* start *
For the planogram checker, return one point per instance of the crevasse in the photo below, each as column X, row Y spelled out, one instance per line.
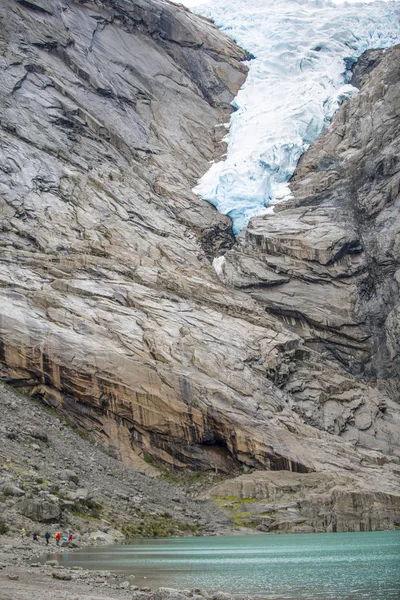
column 300, row 75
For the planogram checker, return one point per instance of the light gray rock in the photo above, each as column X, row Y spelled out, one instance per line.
column 68, row 475
column 44, row 511
column 110, row 310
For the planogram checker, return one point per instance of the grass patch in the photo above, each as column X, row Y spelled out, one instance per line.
column 234, row 505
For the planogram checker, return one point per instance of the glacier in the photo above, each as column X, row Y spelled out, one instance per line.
* end *
= Goal of the exercise =
Please render all of the records above as a numbered list, one line per item, with blank lines dropped and the pictures left out.

= In response =
1. For the planogram checker, return one point per instance of the crevasse in the photo below, each as column X, row Y spelled out, one instance per line.
2. column 300, row 75
3. For the planogram checker, return one point per instance of the light gray rock in the photo above, each as column X, row Y spelled out, one instance per line.
4. column 68, row 475
5. column 44, row 511
6. column 110, row 310
7. For the planogram checker, return one point per instance of the grass patch in the photo above, each as column X, row Y spelled out, one instance per line.
8. column 234, row 505
9. For the planogram checker, return one point per instance of the glacier in the photo above, each as column X, row Y spelled out, one instance per line.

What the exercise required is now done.